| Задание |
Определите, соответствуют ли утверждения (а), (б) и (в) тексту для чтения ниже. Ответьте «да» или «нет» и подтвердите каждый ответ точной цитатой из текста. (а) Рассказчик пытался найти своих товарищей. (б) Офицерское звание рассказчику присвоили в институте. (в) Рассказчик считал, что война неизбежна каждые 10 лет.

| Текст для чтения |
-------

Найти товарищей я не пытался, к сожалению, очень жалею об этом, я не знал, как это делать, потом у меня были другие заботы после войны. Я во время войны, до, ну и после чуть-чуть, задумывался о мире, считал, что каждые 20 лет война неизбежна, значит, через 20 лет мне придется снова воевать. Это я уже после войны рассуждал, раз придется воевать, то я не должен быть каким-нибудь сержантом, поэтому я искал метод, куда мне деться. Я среднюю школу практически окончил, мне надо было выбирать, куда идти, поэтому я смотрел, где могу принести больше пользы. Выбрал сразу техногенные направления. Способности у меня по математике были на уровне и в технике, и везде, я уже про это говорил.
Сейчас я кандидат физико-математических наук, старший научный сотрудник Центра фундаментальных исследований НИЦ «Курчатовский институт», но уже не работаю. Офицерское звание мне присвоили в институте. Каждому выпускнику института, где были военные кафедры, участникам войны присваивали какие-то звания, я, как и прочие студенты, его получил.
— Дмитрий Евстеевич, а вам снится война? Какое место в вашей жизни она занимает?

-------

| Исходные данные |
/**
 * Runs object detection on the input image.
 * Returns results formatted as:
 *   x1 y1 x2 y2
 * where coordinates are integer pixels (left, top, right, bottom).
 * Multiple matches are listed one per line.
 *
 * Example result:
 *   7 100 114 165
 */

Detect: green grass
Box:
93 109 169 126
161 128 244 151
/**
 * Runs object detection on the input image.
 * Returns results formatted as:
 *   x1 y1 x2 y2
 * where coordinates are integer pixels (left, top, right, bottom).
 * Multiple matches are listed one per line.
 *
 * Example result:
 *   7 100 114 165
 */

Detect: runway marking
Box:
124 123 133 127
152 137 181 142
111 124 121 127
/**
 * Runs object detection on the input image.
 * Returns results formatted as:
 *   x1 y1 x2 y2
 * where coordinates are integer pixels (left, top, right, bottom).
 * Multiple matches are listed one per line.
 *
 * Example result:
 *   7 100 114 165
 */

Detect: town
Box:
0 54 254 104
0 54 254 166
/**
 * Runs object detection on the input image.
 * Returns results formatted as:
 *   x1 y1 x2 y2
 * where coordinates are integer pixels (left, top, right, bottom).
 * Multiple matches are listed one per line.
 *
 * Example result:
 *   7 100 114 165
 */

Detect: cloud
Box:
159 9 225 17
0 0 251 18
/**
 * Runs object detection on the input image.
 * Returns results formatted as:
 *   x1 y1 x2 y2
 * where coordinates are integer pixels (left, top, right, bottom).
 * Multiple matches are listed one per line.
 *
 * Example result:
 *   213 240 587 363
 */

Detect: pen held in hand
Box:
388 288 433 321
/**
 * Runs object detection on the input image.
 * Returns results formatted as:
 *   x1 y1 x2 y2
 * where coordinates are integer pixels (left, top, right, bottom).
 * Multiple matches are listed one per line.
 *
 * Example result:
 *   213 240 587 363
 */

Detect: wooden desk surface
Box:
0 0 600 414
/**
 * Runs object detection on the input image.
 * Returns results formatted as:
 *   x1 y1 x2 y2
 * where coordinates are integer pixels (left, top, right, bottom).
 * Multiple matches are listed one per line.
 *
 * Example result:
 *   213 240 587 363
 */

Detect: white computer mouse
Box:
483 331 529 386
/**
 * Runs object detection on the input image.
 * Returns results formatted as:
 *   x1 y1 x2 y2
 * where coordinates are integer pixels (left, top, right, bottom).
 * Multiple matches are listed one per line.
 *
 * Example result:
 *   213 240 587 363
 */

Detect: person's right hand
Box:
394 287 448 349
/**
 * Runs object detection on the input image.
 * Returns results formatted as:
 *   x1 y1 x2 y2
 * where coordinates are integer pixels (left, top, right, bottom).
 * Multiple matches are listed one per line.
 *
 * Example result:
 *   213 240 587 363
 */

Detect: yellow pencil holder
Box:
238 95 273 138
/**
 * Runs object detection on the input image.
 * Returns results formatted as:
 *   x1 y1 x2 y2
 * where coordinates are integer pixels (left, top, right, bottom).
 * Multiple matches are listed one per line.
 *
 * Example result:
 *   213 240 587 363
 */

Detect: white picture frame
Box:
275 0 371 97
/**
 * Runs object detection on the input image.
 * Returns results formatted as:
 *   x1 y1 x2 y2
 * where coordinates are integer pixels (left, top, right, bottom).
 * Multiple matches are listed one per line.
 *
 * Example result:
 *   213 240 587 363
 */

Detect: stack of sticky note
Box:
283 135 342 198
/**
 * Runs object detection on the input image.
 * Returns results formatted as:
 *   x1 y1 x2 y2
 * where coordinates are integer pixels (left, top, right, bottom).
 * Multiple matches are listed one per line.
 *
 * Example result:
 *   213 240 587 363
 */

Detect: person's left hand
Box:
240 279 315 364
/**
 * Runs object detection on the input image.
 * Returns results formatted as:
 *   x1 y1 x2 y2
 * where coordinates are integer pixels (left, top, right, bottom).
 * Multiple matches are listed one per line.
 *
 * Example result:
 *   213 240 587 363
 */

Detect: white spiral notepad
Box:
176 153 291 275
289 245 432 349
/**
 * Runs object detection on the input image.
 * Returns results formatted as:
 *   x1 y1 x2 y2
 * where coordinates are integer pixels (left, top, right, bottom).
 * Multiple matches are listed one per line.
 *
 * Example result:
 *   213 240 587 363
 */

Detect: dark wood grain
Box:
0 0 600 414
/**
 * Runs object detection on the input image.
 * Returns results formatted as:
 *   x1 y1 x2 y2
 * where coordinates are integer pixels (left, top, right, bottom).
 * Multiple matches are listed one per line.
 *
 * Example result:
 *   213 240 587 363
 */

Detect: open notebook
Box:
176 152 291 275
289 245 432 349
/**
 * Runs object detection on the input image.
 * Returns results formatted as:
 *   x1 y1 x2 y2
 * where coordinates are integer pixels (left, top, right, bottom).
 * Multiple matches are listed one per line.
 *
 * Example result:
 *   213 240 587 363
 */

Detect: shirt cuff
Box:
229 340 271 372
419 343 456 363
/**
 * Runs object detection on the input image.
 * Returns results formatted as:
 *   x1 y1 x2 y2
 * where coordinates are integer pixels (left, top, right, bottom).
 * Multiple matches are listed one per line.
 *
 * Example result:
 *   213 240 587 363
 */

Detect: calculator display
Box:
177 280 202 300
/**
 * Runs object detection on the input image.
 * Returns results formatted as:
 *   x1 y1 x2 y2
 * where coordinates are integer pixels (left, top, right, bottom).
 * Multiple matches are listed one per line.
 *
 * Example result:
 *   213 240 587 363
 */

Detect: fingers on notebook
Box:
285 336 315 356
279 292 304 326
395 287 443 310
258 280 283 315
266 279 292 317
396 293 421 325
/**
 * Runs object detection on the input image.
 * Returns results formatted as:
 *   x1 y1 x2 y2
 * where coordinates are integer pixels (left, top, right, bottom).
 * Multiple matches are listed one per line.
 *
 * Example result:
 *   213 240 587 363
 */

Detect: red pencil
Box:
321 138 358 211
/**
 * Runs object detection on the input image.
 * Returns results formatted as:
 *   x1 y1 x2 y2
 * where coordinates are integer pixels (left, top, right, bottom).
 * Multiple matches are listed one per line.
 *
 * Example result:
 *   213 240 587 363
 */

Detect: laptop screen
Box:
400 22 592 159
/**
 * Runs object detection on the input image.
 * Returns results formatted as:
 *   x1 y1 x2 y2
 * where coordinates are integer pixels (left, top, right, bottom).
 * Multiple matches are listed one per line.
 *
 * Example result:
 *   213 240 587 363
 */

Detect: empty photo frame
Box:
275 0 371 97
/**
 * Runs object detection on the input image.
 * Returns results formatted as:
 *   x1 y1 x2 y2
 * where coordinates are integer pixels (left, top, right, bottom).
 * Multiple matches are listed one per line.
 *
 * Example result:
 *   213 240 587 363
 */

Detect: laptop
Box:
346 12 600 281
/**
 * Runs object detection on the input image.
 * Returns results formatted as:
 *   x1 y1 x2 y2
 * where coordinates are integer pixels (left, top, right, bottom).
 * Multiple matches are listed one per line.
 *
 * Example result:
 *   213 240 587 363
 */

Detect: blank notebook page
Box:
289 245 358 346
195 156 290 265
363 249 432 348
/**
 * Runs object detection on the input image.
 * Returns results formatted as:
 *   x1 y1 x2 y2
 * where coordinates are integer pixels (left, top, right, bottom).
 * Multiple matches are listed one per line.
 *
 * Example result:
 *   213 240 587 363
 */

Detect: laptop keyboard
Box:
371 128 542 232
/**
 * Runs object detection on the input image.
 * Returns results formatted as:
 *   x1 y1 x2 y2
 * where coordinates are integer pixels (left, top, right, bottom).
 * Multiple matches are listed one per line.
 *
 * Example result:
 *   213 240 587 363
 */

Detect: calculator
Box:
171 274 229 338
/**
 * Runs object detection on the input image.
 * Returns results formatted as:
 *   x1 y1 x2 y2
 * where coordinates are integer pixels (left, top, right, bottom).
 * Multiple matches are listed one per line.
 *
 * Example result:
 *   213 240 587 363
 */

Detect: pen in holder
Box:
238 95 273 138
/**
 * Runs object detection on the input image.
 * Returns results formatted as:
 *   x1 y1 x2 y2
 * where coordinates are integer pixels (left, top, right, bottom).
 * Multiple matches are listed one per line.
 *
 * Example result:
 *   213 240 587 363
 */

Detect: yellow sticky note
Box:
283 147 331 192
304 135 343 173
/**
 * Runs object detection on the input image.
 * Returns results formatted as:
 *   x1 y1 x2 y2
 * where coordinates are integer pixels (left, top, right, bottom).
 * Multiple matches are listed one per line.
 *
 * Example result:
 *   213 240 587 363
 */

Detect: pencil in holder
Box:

-------

| Ответ |
(а) Нет: «Найти товарищей я не пытался».
(б) Да: «Офицерское звание мне присвоили в институте».
(в) Нет: «считал, что каждые 20 лет война неизбежна».